Короткое задание 1 => Обнови строки листинга, начиная со строки, где стоит «lap | locate», и заканчивая концом листинга: замени «sweatshirt sleeve» на «hoodie sleeve», остальное не меняй. Выведи только эти строки.

Записная книжка (о Горьком)*
Записная книжка (о Горьком)*
Боюсь, что пройдет незамеченной, неотмеченной новая выходка Горького. А отметить ее непременно надо — в назидание тем, которые все еще продолжают долбить:
— А все-таки это удивительный писатель!
Горький, как известно, довольно часто занимается теперь писанием воспоминаний о разных известных покойниках. Иные из них снабжены всяческими лирическими отступлениями, сентенциями, мудрствованиями. И к таким принадлежат, например, недавно им опубликованные в «Красной нови» воспоминания о Гарине-Михайловском. И читая их, истинно диву даешься: да как же это можно на старости лет говорить с такой развязностью, ухмыляясь, такие пошлости!
— Изредка, — вещает Горький, — в мире нашем являются люди, коих я назвал бы веселыми праведниками…
— Я думаю, что родоначальником их следует признать не Христа, который, по свидетельству Евангелий, был все-таки немножко педант. Родоначальник веселых праведников есть, вероятно, Франциск Ассизский, великий художник любви к жизни…
У Чехова помещик Гаевский говорит своему лакею:
— Отойди, братец, от тебя курицей пахнет!

[Записи, выбранные из коллекции]

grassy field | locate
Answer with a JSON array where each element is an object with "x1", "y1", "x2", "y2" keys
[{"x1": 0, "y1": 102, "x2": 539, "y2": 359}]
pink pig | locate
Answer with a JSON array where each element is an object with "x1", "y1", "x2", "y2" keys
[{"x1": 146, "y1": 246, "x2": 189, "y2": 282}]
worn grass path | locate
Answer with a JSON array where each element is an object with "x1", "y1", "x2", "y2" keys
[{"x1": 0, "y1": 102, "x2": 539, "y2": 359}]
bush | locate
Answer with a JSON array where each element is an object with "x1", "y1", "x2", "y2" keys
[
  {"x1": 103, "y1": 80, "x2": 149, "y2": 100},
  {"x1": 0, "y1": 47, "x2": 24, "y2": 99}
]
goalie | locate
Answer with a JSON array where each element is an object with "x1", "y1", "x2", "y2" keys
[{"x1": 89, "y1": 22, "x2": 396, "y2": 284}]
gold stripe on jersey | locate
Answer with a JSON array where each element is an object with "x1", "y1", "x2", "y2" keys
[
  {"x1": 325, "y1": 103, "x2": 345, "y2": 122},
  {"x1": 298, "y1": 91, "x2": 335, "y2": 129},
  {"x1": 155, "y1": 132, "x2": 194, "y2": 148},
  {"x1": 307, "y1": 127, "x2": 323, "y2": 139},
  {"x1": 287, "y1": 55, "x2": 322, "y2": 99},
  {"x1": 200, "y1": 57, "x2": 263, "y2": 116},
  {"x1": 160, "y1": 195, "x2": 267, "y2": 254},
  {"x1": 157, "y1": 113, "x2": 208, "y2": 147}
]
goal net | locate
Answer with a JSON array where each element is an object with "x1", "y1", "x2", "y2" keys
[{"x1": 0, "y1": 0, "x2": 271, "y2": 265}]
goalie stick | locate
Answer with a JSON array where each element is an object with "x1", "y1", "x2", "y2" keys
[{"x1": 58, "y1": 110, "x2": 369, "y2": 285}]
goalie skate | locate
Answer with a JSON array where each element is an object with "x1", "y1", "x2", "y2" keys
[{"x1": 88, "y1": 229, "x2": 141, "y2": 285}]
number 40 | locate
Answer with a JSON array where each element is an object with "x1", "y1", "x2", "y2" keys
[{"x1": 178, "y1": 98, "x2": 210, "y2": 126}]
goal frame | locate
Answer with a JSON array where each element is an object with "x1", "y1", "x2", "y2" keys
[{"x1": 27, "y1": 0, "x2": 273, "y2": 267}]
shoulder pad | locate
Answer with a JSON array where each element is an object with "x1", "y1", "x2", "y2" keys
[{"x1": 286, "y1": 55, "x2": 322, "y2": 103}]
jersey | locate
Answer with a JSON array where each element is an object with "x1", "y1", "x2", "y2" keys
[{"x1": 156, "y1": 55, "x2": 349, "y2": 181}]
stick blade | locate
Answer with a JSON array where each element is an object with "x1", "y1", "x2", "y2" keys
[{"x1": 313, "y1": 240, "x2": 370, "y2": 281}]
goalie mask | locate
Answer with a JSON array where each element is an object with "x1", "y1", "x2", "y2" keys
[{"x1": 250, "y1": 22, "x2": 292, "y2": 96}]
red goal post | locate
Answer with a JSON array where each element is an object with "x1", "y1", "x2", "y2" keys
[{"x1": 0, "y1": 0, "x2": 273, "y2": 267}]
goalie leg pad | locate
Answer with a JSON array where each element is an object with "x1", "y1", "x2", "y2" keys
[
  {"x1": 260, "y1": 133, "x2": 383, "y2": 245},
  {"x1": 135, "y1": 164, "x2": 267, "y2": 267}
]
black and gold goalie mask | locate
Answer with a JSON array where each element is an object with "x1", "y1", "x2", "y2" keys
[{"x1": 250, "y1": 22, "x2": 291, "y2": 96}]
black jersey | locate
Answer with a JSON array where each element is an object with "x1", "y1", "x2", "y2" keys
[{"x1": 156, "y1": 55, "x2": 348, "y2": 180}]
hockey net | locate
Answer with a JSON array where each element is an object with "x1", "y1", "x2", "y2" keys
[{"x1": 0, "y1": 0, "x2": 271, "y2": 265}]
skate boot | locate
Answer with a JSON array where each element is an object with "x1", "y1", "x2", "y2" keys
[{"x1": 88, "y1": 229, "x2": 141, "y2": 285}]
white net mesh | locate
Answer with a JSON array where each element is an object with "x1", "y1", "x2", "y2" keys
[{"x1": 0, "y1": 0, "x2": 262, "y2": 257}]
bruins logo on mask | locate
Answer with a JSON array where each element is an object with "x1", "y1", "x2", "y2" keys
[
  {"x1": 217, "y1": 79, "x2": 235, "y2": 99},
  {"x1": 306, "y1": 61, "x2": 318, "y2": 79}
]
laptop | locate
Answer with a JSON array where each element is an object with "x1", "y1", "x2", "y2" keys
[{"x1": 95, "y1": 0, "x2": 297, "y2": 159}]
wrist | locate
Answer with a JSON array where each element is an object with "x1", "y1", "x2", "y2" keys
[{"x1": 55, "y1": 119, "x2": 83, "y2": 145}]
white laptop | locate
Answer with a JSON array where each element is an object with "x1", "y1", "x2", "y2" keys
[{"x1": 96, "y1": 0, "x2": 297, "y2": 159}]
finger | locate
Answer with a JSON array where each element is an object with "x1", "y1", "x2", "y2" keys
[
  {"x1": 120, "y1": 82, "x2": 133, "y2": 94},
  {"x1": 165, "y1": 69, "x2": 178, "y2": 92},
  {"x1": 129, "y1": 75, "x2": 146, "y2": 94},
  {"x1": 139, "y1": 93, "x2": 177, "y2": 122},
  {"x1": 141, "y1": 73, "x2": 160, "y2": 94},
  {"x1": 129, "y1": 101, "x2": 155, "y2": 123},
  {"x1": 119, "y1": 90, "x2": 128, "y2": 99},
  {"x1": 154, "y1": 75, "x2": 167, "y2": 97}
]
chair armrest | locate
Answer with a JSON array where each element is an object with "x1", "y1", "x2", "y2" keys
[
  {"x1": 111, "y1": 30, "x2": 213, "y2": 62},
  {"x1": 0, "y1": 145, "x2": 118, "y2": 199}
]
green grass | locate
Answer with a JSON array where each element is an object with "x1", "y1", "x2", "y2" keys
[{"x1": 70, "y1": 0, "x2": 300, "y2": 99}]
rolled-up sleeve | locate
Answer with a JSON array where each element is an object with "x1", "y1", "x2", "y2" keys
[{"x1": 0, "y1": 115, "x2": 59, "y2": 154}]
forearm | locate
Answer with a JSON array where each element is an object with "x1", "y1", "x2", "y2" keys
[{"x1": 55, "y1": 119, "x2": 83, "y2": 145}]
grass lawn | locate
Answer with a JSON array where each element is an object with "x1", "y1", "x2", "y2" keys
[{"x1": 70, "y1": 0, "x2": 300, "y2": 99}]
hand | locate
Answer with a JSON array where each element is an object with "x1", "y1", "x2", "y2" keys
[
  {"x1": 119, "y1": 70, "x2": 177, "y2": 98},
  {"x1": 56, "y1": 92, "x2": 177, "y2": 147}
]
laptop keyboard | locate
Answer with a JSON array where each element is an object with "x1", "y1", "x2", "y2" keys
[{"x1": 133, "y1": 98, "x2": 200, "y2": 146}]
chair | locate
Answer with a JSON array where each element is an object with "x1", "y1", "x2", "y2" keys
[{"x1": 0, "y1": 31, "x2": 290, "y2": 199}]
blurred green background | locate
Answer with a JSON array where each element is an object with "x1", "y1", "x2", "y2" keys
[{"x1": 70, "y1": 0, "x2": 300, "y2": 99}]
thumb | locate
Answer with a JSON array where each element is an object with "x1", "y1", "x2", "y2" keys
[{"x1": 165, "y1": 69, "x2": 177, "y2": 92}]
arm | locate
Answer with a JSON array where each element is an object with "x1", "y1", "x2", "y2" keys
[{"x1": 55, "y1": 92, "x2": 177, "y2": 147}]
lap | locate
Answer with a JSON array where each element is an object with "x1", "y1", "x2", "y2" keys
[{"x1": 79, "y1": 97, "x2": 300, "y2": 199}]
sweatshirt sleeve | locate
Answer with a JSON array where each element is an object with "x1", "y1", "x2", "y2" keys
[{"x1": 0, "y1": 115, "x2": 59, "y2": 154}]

Короткое задание 2 => Кого Горький в записи о нём называет вероятным родоначальником веселых праведников?

Результат 1 =>
lap | locate
Answer with a JSON array where each element is an object with "x1", "y1", "x2", "y2" keys
[{"x1": 79, "y1": 97, "x2": 300, "y2": 199}]
hoodie sleeve | locate
Answer with a JSON array where each element is an object with "x1", "y1", "x2", "y2" keys
[{"x1": 0, "y1": 115, "x2": 59, "y2": 154}]

Результат 2 => Франциска Ассизского.